Your objective:
Could you edit the data below, changing each "instance" to "occurrence" and keeping everything else the same?

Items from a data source
- - - -
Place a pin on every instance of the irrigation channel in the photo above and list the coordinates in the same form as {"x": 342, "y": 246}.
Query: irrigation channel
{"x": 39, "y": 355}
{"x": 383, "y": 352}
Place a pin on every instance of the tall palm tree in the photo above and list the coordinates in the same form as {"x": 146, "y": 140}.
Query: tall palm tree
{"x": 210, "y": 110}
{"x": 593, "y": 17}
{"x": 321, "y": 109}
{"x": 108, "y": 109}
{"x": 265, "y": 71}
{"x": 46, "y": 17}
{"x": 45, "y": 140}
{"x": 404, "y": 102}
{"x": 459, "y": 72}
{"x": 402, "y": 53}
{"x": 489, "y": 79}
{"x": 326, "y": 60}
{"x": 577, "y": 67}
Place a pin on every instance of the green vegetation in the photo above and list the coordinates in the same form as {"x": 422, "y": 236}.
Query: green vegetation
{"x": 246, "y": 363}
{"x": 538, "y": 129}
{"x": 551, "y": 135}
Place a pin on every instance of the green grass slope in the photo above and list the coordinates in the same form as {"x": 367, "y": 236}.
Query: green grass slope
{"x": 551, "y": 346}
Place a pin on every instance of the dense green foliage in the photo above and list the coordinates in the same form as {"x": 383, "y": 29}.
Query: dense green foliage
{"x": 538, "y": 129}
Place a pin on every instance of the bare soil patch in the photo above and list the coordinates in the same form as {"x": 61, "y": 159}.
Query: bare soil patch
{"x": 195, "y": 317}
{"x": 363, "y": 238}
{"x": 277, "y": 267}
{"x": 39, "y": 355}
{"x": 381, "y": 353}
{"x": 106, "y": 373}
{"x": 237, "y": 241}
- - - -
Right answer:
Place a pin on every occurrence of the irrigation channel in the photo above and list the coordinates in the same form as {"x": 342, "y": 246}.
Query: irrigation channel
{"x": 39, "y": 355}
{"x": 383, "y": 352}
Place a pin on every occurrence of the tall palm tree in the photo above and list the coordinates in the same form as {"x": 146, "y": 140}.
Query: tall palm tree
{"x": 210, "y": 110}
{"x": 593, "y": 17}
{"x": 321, "y": 109}
{"x": 108, "y": 109}
{"x": 265, "y": 71}
{"x": 46, "y": 17}
{"x": 45, "y": 140}
{"x": 404, "y": 102}
{"x": 459, "y": 72}
{"x": 402, "y": 53}
{"x": 489, "y": 79}
{"x": 326, "y": 60}
{"x": 577, "y": 67}
Place a pin on every occurrence of the green vegetation in the photo above and list the coordinates in the same form as {"x": 422, "y": 236}.
Query: green vegetation
{"x": 246, "y": 363}
{"x": 538, "y": 129}
{"x": 551, "y": 135}
Place a pin on every occurrence of the green grass slope in the photo above and list the coordinates in the same form as {"x": 367, "y": 236}.
Query: green grass slope
{"x": 551, "y": 346}
Place a pin on every occurrence of the dense green foliage in the photo above and list the coordinates in the same form as {"x": 383, "y": 29}.
Query: dense green foliage
{"x": 538, "y": 129}
Place a pin on every occurrence of the bare soil patch in the photo above and list the coordinates in the same form as {"x": 61, "y": 159}.
Query: bare soil patch
{"x": 195, "y": 317}
{"x": 363, "y": 238}
{"x": 277, "y": 267}
{"x": 39, "y": 355}
{"x": 381, "y": 353}
{"x": 106, "y": 373}
{"x": 237, "y": 241}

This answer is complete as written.